**TASK BRIEF:**
Copy every entry below exactly, and keep out the pictures.
::::::::::
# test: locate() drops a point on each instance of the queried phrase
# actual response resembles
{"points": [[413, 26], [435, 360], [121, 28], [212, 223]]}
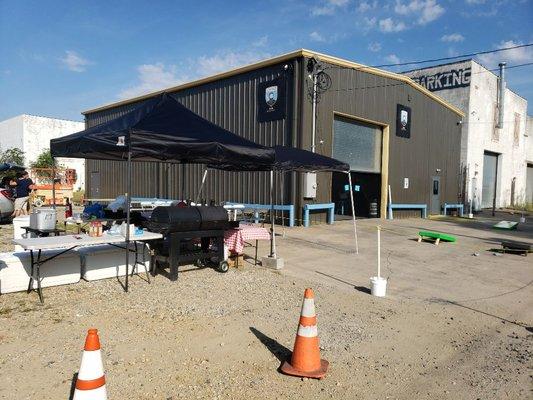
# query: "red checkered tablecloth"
{"points": [[235, 239]]}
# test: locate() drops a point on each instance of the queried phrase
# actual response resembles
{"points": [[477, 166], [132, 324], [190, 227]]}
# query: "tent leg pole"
{"points": [[272, 230], [353, 213], [201, 187], [128, 202], [53, 183], [282, 184]]}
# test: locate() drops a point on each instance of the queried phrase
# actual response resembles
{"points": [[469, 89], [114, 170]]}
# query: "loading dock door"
{"points": [[434, 207], [490, 176], [358, 144], [95, 185]]}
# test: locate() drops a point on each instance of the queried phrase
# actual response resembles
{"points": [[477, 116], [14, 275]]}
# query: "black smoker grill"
{"points": [[181, 228]]}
::::::::::
**RESPONSE BOX:**
# test: locate() drops a point on each instance of the queried phrase
# actual response resembles
{"points": [[413, 26], [435, 360], [121, 28], [212, 223]]}
# query: "red checkered tablecloth"
{"points": [[235, 239]]}
# test: locate() drops a point on each instance of the queried phrase
# actual response resembles
{"points": [[477, 166], [132, 324], [190, 227]]}
# query: "tent leg pole"
{"points": [[272, 230], [353, 213], [201, 187], [128, 202], [53, 183], [282, 184]]}
# test: locate() drops a point on each instance of the queried phrase
# actual response resembles
{"points": [[469, 89], [114, 170]]}
# query: "loading dock door"
{"points": [[434, 207], [490, 176], [358, 144], [95, 185]]}
# test: locate() drops a point on each instance of the queried phrase
# actual response resembles
{"points": [[477, 116], [14, 275]]}
# query: "black smoker grill"
{"points": [[181, 228]]}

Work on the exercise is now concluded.